Stored data:

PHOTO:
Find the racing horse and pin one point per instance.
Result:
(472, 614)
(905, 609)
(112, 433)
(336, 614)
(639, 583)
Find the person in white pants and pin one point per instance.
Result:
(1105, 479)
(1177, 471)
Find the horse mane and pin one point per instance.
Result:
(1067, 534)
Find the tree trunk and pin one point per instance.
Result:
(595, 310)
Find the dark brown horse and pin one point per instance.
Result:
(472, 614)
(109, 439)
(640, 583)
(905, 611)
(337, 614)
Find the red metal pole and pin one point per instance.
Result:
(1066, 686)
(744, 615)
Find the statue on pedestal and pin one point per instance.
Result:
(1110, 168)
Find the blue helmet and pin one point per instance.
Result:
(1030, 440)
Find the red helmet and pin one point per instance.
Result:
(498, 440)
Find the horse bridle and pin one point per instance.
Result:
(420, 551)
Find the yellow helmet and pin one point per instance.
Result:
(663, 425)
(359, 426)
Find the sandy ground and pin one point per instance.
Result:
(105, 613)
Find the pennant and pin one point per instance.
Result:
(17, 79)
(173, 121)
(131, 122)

_What this task involves_. Look through the records above and please copy every line in which the string "horse" occurs.

_Answer for the task_.
Find the racing horse and pin one point per instance.
Find the horse mane and pin one point per instance.
Find the dark brown horse and pin one point per instance.
Find the horse bridle and pin one point per instance.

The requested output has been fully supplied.